• **Document segment**:
Today’s strip was shot in Kodachrome… despite being set even further back in time than this past week’s sepia-toned historical revision. Really sets the mood for imagined fiery death, doesn’t it?
You would (not) be surprised at how often TB goes to the well for Holly’s Act I flaming baton trick. It wouldn’t shock me if it has appeared as a gag in Act III more often than it ever actually did in Act I. But hey, after this past week, I’ll take some Sunday Funky-Holly filler, even if it involves flaming batons.
And with that, I cede the podium to Comic Book Harriet, a master of both Batiukverse history and the entertaining anecdote. I expect we will enjoy a good bit of both from her in the coming weeks.
As always, it’s impossible to follow up the amazing posts of CBH, but here I go.
I’m guessing Rocky is carrying on Crankshaft’s illiteracy? Because I don’t know why Cory is reading that sign out loud if she can read it for herself. It’s also weird because it’s easily legible for anyone reading the strip, so there’s nothing at all added by him reading it. Of course the joke is “Cory’s mom is excited for him to get married” which I don’t think is a joke or really worth spending a day of a strip on, but that’s Batiuk for you.

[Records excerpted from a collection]
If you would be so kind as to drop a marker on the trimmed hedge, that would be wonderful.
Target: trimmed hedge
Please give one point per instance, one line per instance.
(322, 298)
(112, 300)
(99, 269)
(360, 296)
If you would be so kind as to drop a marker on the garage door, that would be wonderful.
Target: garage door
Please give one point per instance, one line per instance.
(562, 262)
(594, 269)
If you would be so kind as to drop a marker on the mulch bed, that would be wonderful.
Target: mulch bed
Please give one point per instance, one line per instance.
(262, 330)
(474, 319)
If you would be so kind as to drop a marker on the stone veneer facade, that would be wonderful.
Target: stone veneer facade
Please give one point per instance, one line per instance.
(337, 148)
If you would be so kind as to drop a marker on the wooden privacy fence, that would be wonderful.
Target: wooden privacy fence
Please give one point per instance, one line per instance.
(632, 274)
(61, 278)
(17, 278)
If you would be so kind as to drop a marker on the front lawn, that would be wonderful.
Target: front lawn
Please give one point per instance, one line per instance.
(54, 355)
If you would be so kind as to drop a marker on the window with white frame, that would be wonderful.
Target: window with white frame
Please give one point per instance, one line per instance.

• **Tasks to carry out**:
a - Translate this sentence from the comic strip commentary into Spanish: "I expect we will enjoy a good bit of both from her in the coming weeks."
b - Revise the passage of the comic strip commentary between "Today’s strip was" and "involves flaming batons.", inclusive, replacing "flaming" with "burning".
c - Carry on the comic strip commentary from the point where it stops.

• **Results for the exercise**:
a - Espero que disfrutemos bastante de ambas cosas gracias a ella en las próximas semanas.

b -
Today’s strip was shot in Kodachrome… despite being set even further back in time than this past week’s sepia-toned historical revision. Really sets the mood for imagined fiery death, doesn’t it?
You would (not) be surprised at how often TB goes to the well for Holly’s Act I burning baton trick. It wouldn’t shock me if it has appeared as a gag in Act III more often than it ever actually did in Act I. But hey, after this past week, I’ll take some Sunday Funky-Holly filler, even if it involves burning batons.

c -
Link to another boring nonsensical strip that I still kind of understood because I’m always asking my housemate and best friend if she wants to go to the store with me but man was this week awful with maybe one almost joke and five days of pointless observation and yes this was supposed to be one long run-on sentence for comedic effect.
Full disclosure: Until I read through the Vintage Funky Winkerbean, I assumed Roland was black. I realized my mistake when Derek popped up, asking Les about why ‘brothers and sisters’ weren’t being covered by the school paper, looking like the lost sixth Jackson brother from the Jackson Five cartoon.
So Roland’s poofy hair was just an Art Garfunkel style jewfro, and Derek is the strip’s first black character. Which other characters seem to only notice and comment on occasionally.
In all of his appearances, there’s only a handful of strips where Derek’s overtly concerned about racism. And it always comes across cringy af. Now-a-days this is the sort of material that gets you twitter cancelled.
Other than these cases, Derek is written as ‘one of the guys’. Sometimes he spouts off Roland-esqe general activist talking points for a laugh.
His main character trait is this sort of weary detachment. In the four years of strips released, I think I’ve seen him smile twice. It’s like, somehow he knows. He knows that he’s stuck in Funky Winkerbean. And the best he can hope for is to feel slightly less than dead inside.
Like Livinia, unspoken identity politics hamstring his range. Because Batiuk wants Derek to be a positive portrayal of a black student, he’s never shown getting into trouble with the principal or being ignorant. He never asks the dumb question. He is the one Funky Winkerbean character that is never the wacky one spouting off inanity. He is all grimace and side-eye.
When Derek delivers the punchlines, they’re clever observations that reveal intelligence, not obliviousness like Batiuk will use for Les or even Funky.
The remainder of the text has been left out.